[BEGIN DATASET ENTRIES]

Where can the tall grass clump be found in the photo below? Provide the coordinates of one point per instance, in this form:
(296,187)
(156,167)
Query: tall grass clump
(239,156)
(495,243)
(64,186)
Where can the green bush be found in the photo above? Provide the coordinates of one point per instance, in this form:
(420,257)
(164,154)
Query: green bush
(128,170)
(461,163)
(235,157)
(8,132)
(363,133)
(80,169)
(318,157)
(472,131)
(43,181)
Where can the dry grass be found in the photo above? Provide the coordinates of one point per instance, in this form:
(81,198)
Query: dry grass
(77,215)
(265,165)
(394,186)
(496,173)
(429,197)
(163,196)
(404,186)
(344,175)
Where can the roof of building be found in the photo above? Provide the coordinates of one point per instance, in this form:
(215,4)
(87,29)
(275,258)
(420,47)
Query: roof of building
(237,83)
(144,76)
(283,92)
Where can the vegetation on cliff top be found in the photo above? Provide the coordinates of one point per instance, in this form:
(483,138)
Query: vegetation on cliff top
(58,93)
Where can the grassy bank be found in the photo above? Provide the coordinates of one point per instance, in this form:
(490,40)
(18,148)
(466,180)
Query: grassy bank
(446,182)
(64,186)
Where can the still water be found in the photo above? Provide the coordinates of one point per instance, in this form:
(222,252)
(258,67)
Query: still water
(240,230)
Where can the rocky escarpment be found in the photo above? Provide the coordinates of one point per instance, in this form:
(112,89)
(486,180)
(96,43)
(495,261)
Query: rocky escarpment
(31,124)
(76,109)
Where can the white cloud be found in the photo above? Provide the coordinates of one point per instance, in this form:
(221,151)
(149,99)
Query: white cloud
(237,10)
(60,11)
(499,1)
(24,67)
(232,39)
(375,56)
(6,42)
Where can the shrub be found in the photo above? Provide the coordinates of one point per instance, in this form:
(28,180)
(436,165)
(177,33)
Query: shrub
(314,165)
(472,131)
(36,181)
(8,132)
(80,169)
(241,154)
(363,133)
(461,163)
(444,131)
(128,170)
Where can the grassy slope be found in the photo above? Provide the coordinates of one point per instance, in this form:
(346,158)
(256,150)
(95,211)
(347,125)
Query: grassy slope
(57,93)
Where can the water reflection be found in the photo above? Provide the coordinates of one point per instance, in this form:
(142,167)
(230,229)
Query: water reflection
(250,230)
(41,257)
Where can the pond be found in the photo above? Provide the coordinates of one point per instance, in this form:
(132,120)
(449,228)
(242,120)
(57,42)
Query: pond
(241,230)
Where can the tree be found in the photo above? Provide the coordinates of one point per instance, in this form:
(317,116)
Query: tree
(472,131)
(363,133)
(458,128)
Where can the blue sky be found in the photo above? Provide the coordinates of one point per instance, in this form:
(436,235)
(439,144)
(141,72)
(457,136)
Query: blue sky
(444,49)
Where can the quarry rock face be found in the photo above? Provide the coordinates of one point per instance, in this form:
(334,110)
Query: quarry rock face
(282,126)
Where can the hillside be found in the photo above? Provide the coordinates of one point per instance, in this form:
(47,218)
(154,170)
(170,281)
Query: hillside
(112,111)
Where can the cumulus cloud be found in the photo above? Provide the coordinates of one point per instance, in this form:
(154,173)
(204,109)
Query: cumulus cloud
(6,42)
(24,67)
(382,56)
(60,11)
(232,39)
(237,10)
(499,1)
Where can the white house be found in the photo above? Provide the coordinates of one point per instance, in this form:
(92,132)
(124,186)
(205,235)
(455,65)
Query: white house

[END DATASET ENTRIES]

• _YOUR GOAL_
Take the entries above and transcribe them in full.

• _REPLY TO THE TASK_
Where can the tall grass clump be found in the photo below? Provide the coordinates of one point per instance, in this form:
(296,187)
(156,167)
Query: tall grass clump
(239,156)
(495,243)
(64,186)
Where can the green bush be found in the photo above? Provide the coordinates of one point per instance, in this form:
(420,257)
(164,154)
Query: green bush
(128,170)
(461,163)
(235,157)
(8,132)
(363,133)
(80,169)
(318,157)
(472,131)
(43,181)
Where can the dry grass be found in the photo above? Provide the coordinates of one point per instance, in this form:
(81,198)
Query: dry grass
(77,215)
(265,165)
(394,186)
(496,173)
(429,197)
(163,196)
(404,186)
(344,175)
Where can the roof of building be found in the photo above? Provide the coordinates of one point per instance, in this form:
(215,4)
(87,29)
(275,258)
(420,47)
Query: roof of building
(237,83)
(144,76)
(283,92)
Where can the vegetation on cliff top be found in the photo above? Provide the coordinates of one point per instance, in this form:
(483,138)
Query: vegetation on cliff top
(58,93)
Where can the grassy bank be found in the photo above? Provide the coordinates of one point per instance, in this form:
(490,40)
(18,148)
(466,180)
Query: grassy bank
(446,182)
(64,186)
Where can the still water be found in the photo above? Provide the coordinates of one point per instance, in this form:
(222,252)
(258,67)
Query: still water
(240,230)
Where can the rocky escarpment be found in the photo above? Provide the coordinates of one point per instance, in this form:
(112,89)
(486,180)
(96,43)
(495,261)
Query: rocky escarpment
(31,124)
(76,109)
Where can the white cloud be found in the photo above? Provide the coordinates of one point per instance, in this form:
(221,151)
(149,99)
Query: white cloud
(237,10)
(60,11)
(499,1)
(24,67)
(232,39)
(375,56)
(6,42)
Where can the shrub be found in the photo above? Provide the coordinates of one point per instance, in this form:
(28,180)
(436,165)
(177,33)
Query: shrub
(314,165)
(472,131)
(36,181)
(8,132)
(80,169)
(241,154)
(363,133)
(461,163)
(444,131)
(128,170)
Where can the grassy slope be found in the photo above? Provide the coordinates of one point per instance, in this form:
(346,158)
(256,150)
(95,211)
(347,125)
Query: grassy slope
(57,93)
Where can the water reflection be found in the photo above? Provide the coordinates of one point per instance, in this form:
(142,167)
(230,229)
Query: water reflection
(250,230)
(41,257)
Where can the pond be found in the photo above? Provide the coordinates of one point per instance, in this form:
(132,120)
(449,228)
(242,120)
(57,42)
Query: pond
(241,230)
Where can the tree be found in the photo above? Provide the coordinates of one point per instance, in this form:
(317,116)
Query: tree
(472,131)
(363,133)
(458,128)
Where can the blue sky be found in the photo above? Provide the coordinates of one point per instance, in this form:
(436,235)
(439,144)
(141,72)
(457,136)
Query: blue sky
(444,49)
Where can the quarry rock face be found in the photo above? Provide the coordinates of one point per instance, in this form:
(334,110)
Query: quarry rock face
(282,126)
Where can the hillside be found in the photo above? Provide the coordinates of one point per instance, in this form:
(47,218)
(154,170)
(170,281)
Query: hillside
(112,111)
Where can the cumulus cloud be found in the photo above? Provide the coordinates of one point per instance, in this form:
(154,173)
(204,109)
Query: cumulus cloud
(6,42)
(24,67)
(382,56)
(60,11)
(232,39)
(237,10)
(499,1)
Where can the white house be found in the photo above? Provide the coordinates of one point per instance, in this form:
(92,132)
(124,186)
(205,235)
(455,65)
Query: white house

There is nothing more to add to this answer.